Repeat the data below word for word, from its first line through the line that contains "xmin=0 ymin=119 xmax=115 ymax=246", and omit the pictures from your reply.
** START OF Provided information **
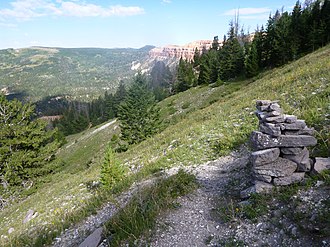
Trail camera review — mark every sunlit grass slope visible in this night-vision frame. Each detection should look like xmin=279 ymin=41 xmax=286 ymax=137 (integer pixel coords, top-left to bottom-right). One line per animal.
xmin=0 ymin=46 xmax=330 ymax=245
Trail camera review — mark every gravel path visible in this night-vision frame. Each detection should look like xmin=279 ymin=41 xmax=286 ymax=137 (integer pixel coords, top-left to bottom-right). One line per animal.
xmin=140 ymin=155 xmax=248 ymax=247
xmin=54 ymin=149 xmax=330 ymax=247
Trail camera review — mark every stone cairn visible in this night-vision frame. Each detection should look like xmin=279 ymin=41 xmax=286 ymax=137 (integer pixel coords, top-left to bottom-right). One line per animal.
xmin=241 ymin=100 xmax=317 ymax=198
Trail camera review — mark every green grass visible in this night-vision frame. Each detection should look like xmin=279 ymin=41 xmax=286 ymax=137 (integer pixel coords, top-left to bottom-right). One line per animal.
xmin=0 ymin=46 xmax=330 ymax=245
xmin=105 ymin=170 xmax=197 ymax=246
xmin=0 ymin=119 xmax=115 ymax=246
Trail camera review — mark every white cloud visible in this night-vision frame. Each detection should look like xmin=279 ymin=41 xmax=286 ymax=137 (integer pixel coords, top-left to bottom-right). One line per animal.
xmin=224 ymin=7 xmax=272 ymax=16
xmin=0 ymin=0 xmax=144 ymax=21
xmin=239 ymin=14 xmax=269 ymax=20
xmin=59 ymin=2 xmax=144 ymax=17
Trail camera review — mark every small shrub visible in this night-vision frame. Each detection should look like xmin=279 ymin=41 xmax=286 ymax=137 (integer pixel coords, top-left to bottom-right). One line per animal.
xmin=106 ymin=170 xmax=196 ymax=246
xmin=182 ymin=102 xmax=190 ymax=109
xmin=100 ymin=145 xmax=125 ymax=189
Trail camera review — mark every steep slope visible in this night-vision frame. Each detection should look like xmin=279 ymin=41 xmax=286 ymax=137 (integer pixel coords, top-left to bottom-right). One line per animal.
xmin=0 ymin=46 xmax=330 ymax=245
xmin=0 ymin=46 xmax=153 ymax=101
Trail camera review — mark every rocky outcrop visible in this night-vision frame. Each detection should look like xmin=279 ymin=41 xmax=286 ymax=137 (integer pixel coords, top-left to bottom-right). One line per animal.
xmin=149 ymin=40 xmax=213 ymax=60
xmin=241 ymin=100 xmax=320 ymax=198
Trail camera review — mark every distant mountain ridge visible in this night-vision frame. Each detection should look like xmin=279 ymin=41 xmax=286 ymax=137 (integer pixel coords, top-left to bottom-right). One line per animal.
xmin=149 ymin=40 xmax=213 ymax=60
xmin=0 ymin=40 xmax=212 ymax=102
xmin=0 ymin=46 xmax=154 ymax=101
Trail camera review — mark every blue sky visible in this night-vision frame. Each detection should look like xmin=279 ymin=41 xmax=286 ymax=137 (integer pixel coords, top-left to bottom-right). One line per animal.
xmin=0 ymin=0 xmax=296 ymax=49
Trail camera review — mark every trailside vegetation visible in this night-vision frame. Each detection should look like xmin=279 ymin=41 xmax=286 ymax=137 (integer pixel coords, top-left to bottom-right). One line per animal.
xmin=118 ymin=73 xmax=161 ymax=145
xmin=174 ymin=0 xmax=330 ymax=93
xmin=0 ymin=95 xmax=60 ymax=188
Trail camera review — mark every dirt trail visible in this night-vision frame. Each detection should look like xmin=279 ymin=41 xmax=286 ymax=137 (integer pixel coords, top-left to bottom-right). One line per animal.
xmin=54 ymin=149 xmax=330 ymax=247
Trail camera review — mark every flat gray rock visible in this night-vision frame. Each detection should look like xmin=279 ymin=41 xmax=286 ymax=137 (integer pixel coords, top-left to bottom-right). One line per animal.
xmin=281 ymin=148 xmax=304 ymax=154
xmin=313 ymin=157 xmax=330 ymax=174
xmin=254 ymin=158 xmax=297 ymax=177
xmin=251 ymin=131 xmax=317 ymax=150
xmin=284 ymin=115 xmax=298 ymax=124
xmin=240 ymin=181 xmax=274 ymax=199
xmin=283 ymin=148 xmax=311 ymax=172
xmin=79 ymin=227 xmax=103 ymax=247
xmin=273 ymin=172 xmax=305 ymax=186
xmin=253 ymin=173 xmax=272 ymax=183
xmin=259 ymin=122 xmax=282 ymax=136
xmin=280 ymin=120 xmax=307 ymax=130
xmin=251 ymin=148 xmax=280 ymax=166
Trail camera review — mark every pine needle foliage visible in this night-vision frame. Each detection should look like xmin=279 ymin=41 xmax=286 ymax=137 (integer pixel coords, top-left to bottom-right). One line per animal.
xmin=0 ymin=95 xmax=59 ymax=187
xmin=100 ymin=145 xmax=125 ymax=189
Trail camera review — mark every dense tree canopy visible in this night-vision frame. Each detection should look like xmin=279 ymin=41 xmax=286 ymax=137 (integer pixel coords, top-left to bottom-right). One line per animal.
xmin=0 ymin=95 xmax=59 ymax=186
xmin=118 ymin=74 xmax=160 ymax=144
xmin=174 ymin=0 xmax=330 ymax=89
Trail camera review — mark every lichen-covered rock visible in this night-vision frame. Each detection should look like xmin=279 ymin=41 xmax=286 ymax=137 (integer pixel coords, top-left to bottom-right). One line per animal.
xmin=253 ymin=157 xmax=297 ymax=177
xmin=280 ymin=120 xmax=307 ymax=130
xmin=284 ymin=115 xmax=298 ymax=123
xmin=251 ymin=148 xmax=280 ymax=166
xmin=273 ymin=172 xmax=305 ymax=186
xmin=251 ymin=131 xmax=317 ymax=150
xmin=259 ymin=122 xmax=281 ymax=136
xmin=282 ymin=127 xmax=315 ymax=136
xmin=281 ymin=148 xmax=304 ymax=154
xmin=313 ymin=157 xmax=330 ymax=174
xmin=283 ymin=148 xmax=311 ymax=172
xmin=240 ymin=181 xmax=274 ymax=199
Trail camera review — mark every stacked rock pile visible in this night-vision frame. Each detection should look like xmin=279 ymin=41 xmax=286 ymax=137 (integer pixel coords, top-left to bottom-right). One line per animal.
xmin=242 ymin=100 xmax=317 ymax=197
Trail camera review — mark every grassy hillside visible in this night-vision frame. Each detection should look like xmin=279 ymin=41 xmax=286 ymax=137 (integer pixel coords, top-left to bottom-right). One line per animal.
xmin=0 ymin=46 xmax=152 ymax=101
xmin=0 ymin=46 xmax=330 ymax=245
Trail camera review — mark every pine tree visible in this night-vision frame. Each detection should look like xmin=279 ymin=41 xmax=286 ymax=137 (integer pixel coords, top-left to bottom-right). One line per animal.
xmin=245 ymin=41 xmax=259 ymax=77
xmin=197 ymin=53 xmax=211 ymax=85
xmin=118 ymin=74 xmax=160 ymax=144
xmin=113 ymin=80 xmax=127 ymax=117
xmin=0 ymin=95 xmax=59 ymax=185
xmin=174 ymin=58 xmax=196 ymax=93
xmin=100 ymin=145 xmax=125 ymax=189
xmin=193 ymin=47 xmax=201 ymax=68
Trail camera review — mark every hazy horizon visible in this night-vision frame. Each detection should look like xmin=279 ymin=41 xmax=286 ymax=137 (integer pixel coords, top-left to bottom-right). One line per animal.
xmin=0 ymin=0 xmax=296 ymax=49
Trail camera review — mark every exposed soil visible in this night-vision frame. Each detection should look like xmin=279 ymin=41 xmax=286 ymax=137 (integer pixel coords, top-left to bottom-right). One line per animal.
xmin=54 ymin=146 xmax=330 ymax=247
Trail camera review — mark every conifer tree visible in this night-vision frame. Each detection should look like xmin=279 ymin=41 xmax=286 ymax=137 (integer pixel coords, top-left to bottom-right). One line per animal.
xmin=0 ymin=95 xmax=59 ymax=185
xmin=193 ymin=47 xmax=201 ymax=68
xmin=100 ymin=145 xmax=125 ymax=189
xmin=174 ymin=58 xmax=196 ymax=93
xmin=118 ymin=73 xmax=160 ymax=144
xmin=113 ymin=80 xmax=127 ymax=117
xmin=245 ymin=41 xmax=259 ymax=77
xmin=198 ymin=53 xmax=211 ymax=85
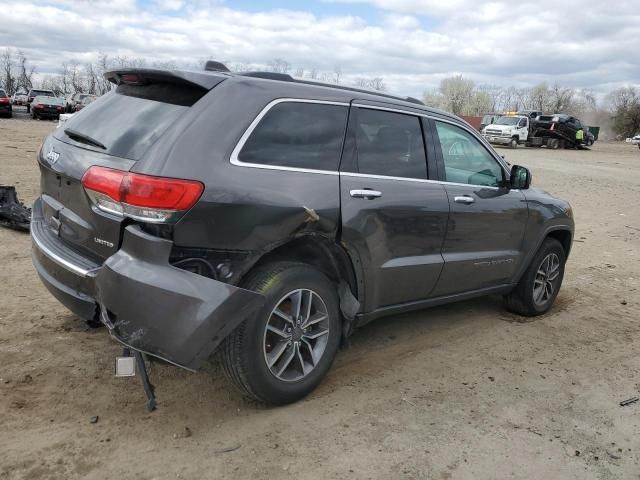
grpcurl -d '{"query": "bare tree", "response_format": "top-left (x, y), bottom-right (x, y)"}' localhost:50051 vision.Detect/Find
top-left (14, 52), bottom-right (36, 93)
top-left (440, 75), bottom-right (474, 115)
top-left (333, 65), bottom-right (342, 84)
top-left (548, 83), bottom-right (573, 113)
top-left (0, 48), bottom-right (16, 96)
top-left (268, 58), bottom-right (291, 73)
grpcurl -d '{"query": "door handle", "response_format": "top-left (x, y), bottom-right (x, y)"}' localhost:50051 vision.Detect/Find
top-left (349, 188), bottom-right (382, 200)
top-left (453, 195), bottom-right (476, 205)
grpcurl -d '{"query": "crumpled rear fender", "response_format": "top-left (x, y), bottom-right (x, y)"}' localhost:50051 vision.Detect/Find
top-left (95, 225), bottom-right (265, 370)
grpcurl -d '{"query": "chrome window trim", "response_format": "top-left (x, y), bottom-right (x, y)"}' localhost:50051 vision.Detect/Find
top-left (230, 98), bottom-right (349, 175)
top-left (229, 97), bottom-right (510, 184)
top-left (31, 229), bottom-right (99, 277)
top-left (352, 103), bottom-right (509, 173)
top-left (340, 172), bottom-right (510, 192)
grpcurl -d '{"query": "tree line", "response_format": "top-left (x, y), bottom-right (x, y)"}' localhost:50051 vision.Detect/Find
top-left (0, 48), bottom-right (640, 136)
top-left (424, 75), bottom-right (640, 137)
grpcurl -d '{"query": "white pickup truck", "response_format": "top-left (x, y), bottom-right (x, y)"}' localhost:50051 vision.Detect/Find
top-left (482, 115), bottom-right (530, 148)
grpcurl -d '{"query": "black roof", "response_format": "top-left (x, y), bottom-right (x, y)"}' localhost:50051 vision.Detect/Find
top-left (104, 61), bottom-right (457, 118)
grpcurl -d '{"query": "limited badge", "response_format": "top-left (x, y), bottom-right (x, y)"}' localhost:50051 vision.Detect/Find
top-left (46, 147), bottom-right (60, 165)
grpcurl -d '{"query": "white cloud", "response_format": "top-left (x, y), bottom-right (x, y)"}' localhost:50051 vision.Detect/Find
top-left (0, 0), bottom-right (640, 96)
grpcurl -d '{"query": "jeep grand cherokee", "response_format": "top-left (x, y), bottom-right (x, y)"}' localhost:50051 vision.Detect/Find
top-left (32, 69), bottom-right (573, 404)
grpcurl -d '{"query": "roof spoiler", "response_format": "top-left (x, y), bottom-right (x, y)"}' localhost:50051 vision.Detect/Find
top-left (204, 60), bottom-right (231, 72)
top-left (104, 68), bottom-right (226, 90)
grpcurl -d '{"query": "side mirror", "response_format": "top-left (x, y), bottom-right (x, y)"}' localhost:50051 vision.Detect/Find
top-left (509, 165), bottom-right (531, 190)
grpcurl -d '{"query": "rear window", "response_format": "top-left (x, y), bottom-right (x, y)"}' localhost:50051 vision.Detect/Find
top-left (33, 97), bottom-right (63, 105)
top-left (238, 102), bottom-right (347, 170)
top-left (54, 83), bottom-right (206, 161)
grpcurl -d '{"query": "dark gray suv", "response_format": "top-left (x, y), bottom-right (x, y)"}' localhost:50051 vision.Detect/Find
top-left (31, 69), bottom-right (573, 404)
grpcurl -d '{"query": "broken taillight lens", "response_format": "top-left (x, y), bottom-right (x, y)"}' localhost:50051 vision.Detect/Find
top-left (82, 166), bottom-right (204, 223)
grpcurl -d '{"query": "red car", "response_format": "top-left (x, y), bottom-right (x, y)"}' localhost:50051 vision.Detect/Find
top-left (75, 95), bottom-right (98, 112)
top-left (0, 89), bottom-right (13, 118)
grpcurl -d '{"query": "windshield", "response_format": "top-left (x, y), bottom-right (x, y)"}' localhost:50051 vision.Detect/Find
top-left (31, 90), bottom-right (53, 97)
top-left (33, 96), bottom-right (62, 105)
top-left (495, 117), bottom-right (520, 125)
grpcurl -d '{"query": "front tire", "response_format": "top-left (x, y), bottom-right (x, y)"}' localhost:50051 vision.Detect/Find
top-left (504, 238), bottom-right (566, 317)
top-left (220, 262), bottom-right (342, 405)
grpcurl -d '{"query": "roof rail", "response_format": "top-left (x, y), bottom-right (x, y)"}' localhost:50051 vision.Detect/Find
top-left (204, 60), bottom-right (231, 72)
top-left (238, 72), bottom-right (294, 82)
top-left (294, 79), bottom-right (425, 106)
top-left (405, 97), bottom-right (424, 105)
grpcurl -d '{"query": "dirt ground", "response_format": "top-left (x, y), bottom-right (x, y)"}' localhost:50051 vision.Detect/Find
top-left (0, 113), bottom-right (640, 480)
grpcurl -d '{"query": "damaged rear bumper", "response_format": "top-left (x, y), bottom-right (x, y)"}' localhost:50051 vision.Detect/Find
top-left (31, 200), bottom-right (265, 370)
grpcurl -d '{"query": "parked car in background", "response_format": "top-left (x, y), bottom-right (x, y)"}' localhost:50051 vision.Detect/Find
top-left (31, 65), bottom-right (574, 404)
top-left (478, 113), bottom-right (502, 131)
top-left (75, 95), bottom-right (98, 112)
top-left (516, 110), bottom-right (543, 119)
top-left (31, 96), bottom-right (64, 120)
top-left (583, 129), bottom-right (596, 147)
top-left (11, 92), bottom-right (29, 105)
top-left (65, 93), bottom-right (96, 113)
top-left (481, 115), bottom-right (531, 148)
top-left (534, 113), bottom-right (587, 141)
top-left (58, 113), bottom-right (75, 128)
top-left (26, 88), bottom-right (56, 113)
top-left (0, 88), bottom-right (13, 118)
** END OF Provided information **
* Reply:
Trail camera review — mark every sunlit grass slope visible in this night-vision frame. Each detection should look like xmin=279 ymin=41 xmax=286 ymax=137 (integer pixel coords, top-left to bottom-right). One line per animal.
xmin=0 ymin=46 xmax=330 ymax=245
Trail camera review — mark every gravel path visible in this night-vision frame. Each detection should look like xmin=279 ymin=41 xmax=286 ymax=137 (integer pixel coords, top-left to bottom-right). One line per animal.
xmin=140 ymin=155 xmax=248 ymax=247
xmin=54 ymin=149 xmax=330 ymax=247
Trail camera review — mark every stone cairn visible in this night-vision frame. Each detection should look like xmin=279 ymin=41 xmax=286 ymax=137 (integer pixel coords, top-left to bottom-right). One line per animal.
xmin=241 ymin=100 xmax=317 ymax=198
Trail camera review — mark every green grass visible in this night-vision frame. Each detection should look like xmin=279 ymin=41 xmax=286 ymax=137 (integer pixel coords, top-left to bottom-right). One line per animal.
xmin=0 ymin=46 xmax=330 ymax=245
xmin=105 ymin=170 xmax=197 ymax=246
xmin=0 ymin=119 xmax=115 ymax=246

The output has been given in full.